◆ **What you will do**
Find the line below with "Pick out each instance of the woman's right". Print it and every line after it exactly, through the last line, leaving out the pictures.

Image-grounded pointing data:
------------------------

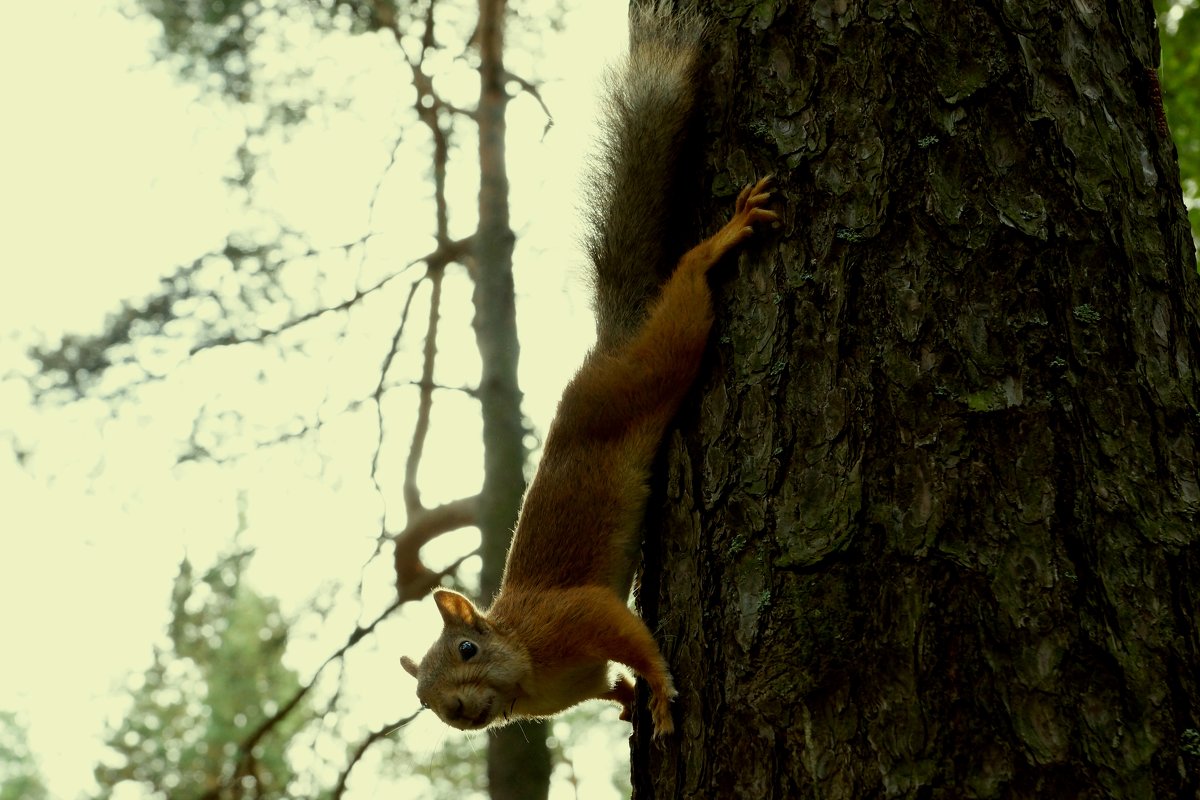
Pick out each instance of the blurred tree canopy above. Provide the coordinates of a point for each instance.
(19, 776)
(1179, 30)
(219, 678)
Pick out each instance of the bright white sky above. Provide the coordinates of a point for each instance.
(111, 175)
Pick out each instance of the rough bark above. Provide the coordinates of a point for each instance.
(930, 525)
(517, 759)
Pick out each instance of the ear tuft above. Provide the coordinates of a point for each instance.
(409, 666)
(456, 609)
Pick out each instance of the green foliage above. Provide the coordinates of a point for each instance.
(19, 779)
(220, 677)
(1179, 24)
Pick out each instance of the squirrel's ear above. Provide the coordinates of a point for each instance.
(456, 609)
(409, 666)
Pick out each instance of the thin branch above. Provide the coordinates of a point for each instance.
(425, 402)
(413, 578)
(357, 756)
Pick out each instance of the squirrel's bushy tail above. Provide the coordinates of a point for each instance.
(647, 107)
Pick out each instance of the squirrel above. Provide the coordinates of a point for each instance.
(562, 613)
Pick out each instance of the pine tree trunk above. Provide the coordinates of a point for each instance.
(930, 523)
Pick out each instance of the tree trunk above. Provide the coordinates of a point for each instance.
(517, 758)
(929, 528)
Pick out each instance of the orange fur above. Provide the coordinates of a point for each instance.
(561, 614)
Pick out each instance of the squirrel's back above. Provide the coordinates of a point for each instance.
(634, 202)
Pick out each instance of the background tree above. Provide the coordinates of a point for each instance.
(220, 675)
(19, 776)
(1179, 25)
(245, 294)
(930, 528)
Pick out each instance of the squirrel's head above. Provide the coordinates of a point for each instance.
(472, 674)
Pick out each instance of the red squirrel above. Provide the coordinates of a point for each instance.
(561, 614)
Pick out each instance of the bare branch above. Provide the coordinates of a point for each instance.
(413, 578)
(357, 756)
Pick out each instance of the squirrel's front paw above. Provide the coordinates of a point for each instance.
(660, 709)
(749, 210)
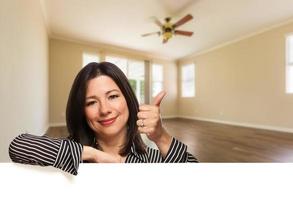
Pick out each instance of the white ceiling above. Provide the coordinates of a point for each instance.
(121, 22)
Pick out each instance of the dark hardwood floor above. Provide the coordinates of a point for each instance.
(213, 142)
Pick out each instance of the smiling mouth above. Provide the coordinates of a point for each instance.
(107, 122)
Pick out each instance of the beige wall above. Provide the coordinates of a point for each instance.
(23, 71)
(66, 61)
(243, 83)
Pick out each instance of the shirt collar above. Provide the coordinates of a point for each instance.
(143, 157)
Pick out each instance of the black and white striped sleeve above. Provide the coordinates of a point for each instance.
(177, 153)
(45, 151)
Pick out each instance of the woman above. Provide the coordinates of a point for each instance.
(104, 121)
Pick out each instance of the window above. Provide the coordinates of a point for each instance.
(157, 79)
(88, 58)
(289, 64)
(134, 70)
(136, 78)
(119, 62)
(187, 81)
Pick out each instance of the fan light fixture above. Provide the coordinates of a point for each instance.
(168, 29)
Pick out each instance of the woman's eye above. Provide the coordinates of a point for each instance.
(114, 96)
(90, 103)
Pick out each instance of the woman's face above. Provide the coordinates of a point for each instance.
(105, 107)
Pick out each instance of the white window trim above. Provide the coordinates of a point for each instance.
(193, 80)
(157, 81)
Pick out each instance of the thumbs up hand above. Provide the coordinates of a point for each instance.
(149, 119)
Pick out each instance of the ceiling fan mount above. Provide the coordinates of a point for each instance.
(168, 29)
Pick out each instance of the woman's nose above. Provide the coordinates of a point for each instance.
(105, 108)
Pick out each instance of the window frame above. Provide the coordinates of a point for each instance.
(161, 81)
(192, 80)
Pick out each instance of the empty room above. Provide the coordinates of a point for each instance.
(225, 69)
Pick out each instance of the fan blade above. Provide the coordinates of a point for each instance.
(157, 22)
(153, 33)
(185, 33)
(183, 20)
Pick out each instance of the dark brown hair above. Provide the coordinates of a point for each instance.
(77, 125)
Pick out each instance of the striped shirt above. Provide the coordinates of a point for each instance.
(66, 154)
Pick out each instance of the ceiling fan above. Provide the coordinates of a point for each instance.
(168, 29)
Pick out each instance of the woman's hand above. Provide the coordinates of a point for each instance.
(149, 122)
(94, 155)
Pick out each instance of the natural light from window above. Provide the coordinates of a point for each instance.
(119, 62)
(134, 70)
(187, 80)
(157, 79)
(289, 64)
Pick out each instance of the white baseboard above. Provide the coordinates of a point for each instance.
(249, 125)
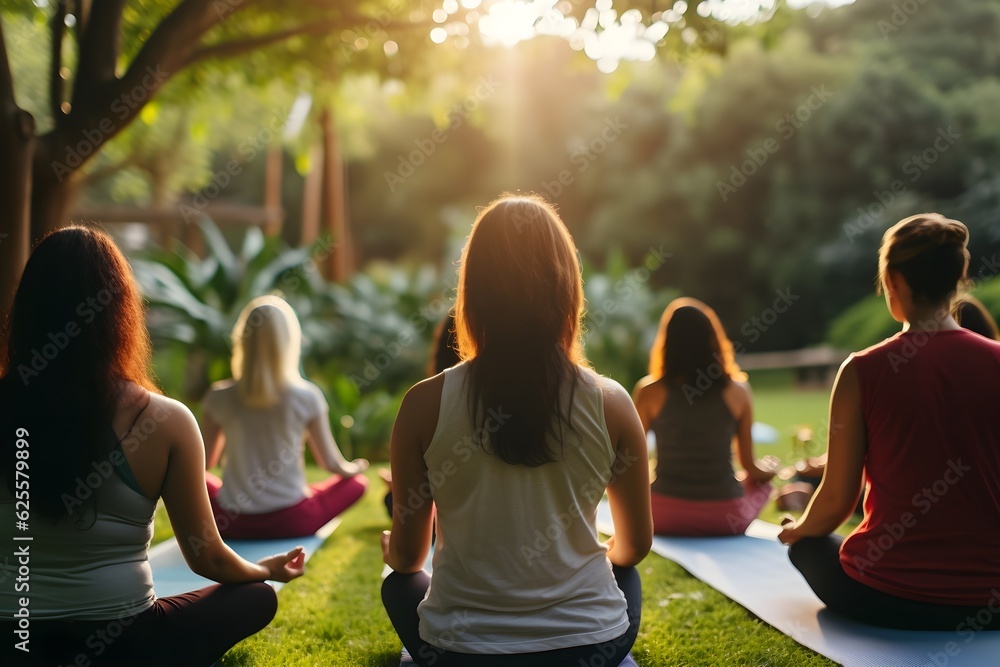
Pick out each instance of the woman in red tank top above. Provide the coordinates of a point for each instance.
(913, 421)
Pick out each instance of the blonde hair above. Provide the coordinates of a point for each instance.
(267, 342)
(930, 252)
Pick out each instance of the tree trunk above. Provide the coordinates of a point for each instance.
(17, 143)
(51, 198)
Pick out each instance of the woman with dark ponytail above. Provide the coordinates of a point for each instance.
(515, 447)
(913, 420)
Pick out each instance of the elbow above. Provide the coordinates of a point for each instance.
(631, 555)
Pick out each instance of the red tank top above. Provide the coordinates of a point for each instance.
(931, 528)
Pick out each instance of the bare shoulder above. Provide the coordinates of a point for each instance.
(618, 405)
(646, 386)
(167, 421)
(740, 389)
(425, 394)
(420, 408)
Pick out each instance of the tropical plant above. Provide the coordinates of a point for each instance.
(622, 314)
(194, 301)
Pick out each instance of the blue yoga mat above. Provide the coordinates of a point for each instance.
(172, 576)
(754, 571)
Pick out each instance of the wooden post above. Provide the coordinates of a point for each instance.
(312, 197)
(17, 143)
(272, 190)
(334, 213)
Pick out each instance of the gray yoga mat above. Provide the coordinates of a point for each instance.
(754, 571)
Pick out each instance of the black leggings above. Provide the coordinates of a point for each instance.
(193, 629)
(401, 593)
(818, 559)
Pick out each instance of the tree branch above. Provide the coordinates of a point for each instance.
(238, 46)
(99, 46)
(6, 78)
(58, 29)
(105, 108)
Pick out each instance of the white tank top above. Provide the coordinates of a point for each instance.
(518, 567)
(264, 468)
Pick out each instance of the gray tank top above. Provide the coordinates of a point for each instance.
(694, 448)
(91, 564)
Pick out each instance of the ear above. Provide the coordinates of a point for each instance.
(892, 279)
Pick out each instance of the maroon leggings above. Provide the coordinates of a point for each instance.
(193, 629)
(329, 498)
(707, 518)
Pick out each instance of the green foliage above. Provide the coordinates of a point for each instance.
(862, 325)
(194, 302)
(364, 343)
(621, 319)
(868, 321)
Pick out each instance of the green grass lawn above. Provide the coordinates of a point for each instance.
(333, 615)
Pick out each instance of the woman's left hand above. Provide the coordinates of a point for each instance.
(788, 534)
(385, 546)
(355, 467)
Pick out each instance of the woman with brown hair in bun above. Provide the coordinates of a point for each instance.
(913, 419)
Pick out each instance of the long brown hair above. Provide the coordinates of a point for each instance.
(517, 320)
(76, 337)
(690, 341)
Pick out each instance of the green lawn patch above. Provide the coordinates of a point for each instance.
(333, 615)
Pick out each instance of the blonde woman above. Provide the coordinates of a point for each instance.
(260, 418)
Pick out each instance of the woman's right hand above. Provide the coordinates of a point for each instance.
(355, 467)
(285, 567)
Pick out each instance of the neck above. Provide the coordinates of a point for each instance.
(930, 318)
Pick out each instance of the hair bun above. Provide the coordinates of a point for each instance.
(945, 232)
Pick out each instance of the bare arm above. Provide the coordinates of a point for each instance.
(405, 549)
(744, 437)
(628, 490)
(186, 498)
(215, 441)
(838, 492)
(327, 453)
(644, 400)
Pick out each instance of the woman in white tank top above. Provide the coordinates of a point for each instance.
(515, 447)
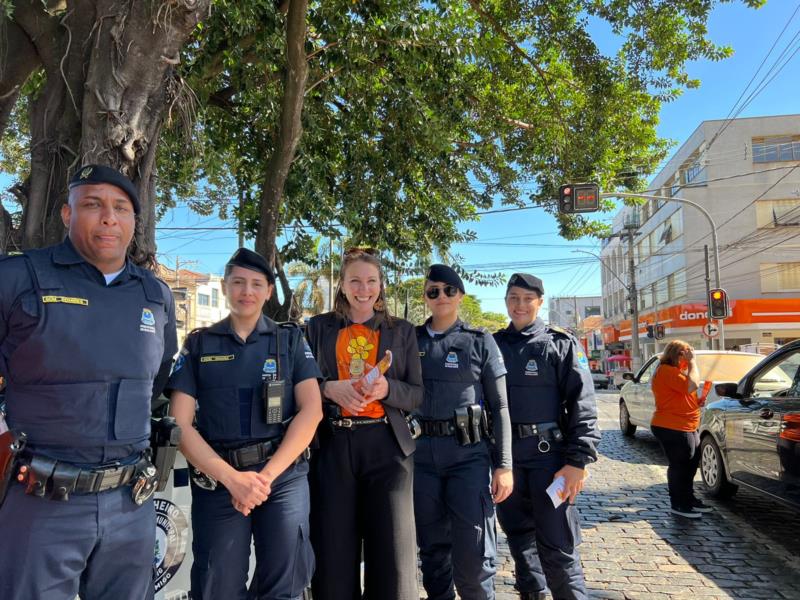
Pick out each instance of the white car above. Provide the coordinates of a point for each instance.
(637, 404)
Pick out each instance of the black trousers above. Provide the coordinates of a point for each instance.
(361, 497)
(683, 453)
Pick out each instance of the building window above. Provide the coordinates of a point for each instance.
(776, 148)
(788, 277)
(778, 213)
(676, 282)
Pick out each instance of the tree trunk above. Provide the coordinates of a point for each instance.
(288, 135)
(109, 67)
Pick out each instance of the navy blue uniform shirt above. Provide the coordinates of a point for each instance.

------------------------

◆ **Result of this exercise**
Pick out each instance of the woman's right hand above. Provide the coordinates of a point for each instance.
(355, 467)
(285, 567)
Pick out each instance of the neck above. Provide the coordinates of a point for each instance.
(930, 318)
Pick out each instance of the hair bun above. Provide the coordinates of a point for each instance.
(945, 232)
Pick out each instance of the bare arm above. Provide the coordinates of a point for each instance.
(405, 549)
(744, 437)
(628, 490)
(186, 498)
(215, 441)
(838, 492)
(327, 453)
(644, 400)
Pick out each instance of the woman in white tank top above. Provide the coordinates of a point for each instance.
(515, 447)
Pick out each instance of the white car above. Provide the coordinates of a point for each instance.
(637, 404)
Pick out each instance of the black trousers above. Provide the coordinates of a point for each instance.
(361, 497)
(683, 453)
Pick out each instance of the building window above. Provide the coordinates of a point for each instance.
(776, 148)
(788, 277)
(778, 213)
(676, 282)
Pick out each instance of the tree trunk above. Provide the coordinates of a point for each instance.
(288, 135)
(109, 67)
Pick out each instance of the navy blue uniform shirt above. Provide the coordinates of a point for each instance.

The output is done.